• TRY IT:
Reproduce every entry below precisely; do not include the pictures.

• AVAILABLE DATA:

________

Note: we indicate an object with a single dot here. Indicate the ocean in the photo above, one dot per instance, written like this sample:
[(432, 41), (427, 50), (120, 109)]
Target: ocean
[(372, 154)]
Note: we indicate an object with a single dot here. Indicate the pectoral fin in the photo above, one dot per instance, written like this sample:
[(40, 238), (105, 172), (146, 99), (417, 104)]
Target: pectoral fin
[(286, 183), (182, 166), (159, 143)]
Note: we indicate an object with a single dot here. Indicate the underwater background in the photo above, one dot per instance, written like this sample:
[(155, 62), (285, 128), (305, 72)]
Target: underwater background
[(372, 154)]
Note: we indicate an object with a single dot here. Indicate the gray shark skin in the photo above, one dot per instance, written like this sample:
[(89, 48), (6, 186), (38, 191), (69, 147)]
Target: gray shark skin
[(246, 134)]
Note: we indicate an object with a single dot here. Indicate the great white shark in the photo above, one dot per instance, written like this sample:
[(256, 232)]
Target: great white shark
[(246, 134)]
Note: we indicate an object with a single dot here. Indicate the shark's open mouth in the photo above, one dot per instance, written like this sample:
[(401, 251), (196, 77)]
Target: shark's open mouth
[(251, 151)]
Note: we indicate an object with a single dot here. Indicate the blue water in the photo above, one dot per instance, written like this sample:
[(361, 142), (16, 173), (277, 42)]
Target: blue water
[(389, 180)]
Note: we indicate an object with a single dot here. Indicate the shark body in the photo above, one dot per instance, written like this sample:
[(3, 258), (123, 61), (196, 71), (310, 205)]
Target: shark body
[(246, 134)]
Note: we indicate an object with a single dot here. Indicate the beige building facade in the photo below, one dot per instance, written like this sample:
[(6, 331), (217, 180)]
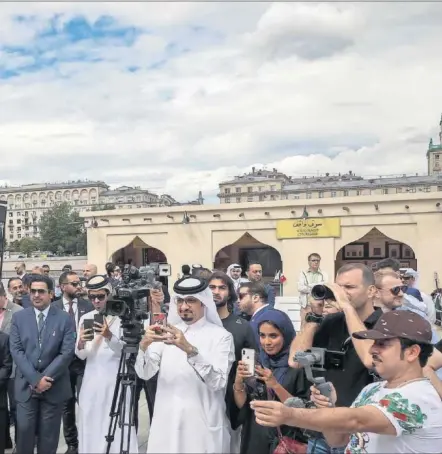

________

• THE COMPLETED TASK:
Note: we indicate an object with a single dot here. Indicate the ocean in the photo above, one dot per instance, written like this sample:
[(432, 41), (427, 50), (120, 109)]
Target: ocean
[(372, 154)]
Note: we indicate an object with a single dot here. Indicate the pectoral fin in the photo above, one dot per instance, written like this sample:
[(40, 238), (105, 172), (146, 99), (417, 104)]
Target: pectoral fin
[(286, 183), (182, 166), (159, 143)]
Note: we indicate an object with a single dot here. Indicate the underwater background in the photo above, one dot per instance, written like this sample:
[(155, 62), (285, 128), (305, 72)]
Target: underwater background
[(372, 154)]
Note: we indicate an object with a single dot here. Indicate the gray shark skin in the photo above, one dot per instance, written like this sample:
[(89, 48), (6, 186), (38, 191), (69, 147)]
Target: gray shark skin
[(246, 134)]
Note: we indicate an object with a single dot here. Indicate the great white shark in the photo above, one dot per instance, written like this sample:
[(256, 232)]
Target: great white shark
[(246, 134)]
Note: we indicate an object with a single dot here. Indicate the shark's open mouth in the photo above, one dot per instance, written like this sample:
[(401, 251), (196, 77)]
Target: shark's open mouth
[(251, 151)]
Note: we indicate an object with a single dot here. Indicate the blue water in the photo above, one dot per instance, written like this sample:
[(361, 142), (16, 173), (277, 42)]
Target: blue water
[(389, 180)]
Note: we indicate an object with a single dot here. Indicate the shark body in the photo above, one dot per instance, written like this sample:
[(3, 258), (123, 61), (196, 71), (310, 205)]
Target: shark body
[(246, 134)]
Note: we indicate an object with a single dot here. Indicate the beige building facade in the photo below, one dot per instance, written like this sample:
[(6, 331), (217, 180)]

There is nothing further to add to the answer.